**WORK TO COMPLETE**
Reproduce in full, word for word, the passage below about making a virtual time capsule as a gift.

**PROVIDED TEXT**
'''
In my quest to find the perfect gift, I was given this blog to write about. Then it hit me…why don’t I get her the very thing I am writing about? What better unforgettable gift to get her than her very own time capsule? Thus began my journey to creating something so special even her kids (and grandkids) will enjoy.
I began by going to NotForgotten and registering a time capsule with them. Shayna is not really the nature type so I decided with going virtual. What NotForgotten offers that the soil does not is the ability to actually avoid data rot. Plus I can't lose it because its mapped and registered with the ITCS. I also wanted to make a virtual capsule because it seemed much more fitting. In our generation, everything we do it on our phones. I know Shayna has about a million selfies she would love to put in a time capsule. This way, when her kids look at her wedding capsule it will almost be like they got to experience it themselves. We finally have the technology that gives us the opportunity to view our past like never before. I wanted to get creative with what was going into the capsule. I had already told her the idea because she would eventually need to choose the items that went inside, but I decided to keep one element a surprise.
'''
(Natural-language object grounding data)
'''
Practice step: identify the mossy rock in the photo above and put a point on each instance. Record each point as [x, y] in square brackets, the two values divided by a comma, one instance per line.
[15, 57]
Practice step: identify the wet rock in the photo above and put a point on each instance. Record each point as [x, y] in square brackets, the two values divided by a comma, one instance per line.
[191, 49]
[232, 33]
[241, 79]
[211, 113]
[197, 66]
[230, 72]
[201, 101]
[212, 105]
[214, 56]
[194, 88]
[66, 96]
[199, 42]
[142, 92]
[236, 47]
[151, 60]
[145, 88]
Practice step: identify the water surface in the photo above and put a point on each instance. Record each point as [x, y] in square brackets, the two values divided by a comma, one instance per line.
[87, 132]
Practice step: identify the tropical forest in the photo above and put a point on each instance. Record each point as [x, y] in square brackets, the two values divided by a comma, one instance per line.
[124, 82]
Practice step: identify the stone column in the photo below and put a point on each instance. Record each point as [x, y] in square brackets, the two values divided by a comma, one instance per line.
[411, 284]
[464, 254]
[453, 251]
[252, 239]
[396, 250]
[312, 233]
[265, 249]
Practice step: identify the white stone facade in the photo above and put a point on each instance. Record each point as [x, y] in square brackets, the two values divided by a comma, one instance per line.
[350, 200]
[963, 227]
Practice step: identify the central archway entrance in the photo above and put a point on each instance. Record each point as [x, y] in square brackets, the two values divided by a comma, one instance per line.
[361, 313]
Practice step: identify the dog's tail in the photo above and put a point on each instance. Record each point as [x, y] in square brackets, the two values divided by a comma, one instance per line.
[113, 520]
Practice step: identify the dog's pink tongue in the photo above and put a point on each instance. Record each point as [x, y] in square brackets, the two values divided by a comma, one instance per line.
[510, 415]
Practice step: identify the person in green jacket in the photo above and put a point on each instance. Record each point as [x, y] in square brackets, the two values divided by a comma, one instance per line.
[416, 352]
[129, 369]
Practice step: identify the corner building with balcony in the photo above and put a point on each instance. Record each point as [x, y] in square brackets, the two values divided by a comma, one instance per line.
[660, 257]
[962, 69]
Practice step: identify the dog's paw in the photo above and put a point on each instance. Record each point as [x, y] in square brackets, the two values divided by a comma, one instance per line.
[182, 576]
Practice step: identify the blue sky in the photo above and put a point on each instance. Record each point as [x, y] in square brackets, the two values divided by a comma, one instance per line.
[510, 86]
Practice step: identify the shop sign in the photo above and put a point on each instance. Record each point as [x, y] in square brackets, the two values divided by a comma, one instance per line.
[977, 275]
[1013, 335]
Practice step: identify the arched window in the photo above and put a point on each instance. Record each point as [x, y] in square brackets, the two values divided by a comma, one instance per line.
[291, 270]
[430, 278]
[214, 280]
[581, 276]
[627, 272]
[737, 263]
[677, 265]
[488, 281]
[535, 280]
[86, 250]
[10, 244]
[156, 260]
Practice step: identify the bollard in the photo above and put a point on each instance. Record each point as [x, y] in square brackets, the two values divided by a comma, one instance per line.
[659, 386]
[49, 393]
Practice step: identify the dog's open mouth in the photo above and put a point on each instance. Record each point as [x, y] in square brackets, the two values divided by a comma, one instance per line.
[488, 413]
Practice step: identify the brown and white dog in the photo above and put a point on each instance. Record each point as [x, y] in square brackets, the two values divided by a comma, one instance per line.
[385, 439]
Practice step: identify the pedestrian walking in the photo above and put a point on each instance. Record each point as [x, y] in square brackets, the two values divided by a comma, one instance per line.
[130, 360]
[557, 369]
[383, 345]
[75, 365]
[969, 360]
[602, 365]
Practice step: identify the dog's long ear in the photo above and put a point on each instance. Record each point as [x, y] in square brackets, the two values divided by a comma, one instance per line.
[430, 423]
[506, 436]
'''
**SOLUTION FOR THIS EXERCISE**
In my quest to find the perfect gift, I was given this blog to write about. Then it hit me…why don’t I get her the very thing I am writing about? What better unforgettable gift to get her than her very own time capsule? Thus began my journey to creating something so special even her kids (and grandkids) will enjoy.
I began by going to NotForgotten and registering a time capsule with them. Shayna is not really the nature type so I decided with going virtual. What NotForgotten offers that the soil does not is the ability to actually avoid data rot. Plus I can't lose it because its mapped and registered with the ITCS. I also wanted to make a virtual capsule because it seemed much more fitting. In our generation, everything we do it on our phones. I know Shayna has about a million selfies she would love to put in a time capsule. This way, when her kids look at her wedding capsule it will almost be like they got to experience it themselves. We finally have the technology that gives us the opportunity to view our past like never before. I wanted to get creative with what was going into the capsule. I had already told her the idea because she would eventually need to choose the items that went inside, but I decided to keep one element a surprise.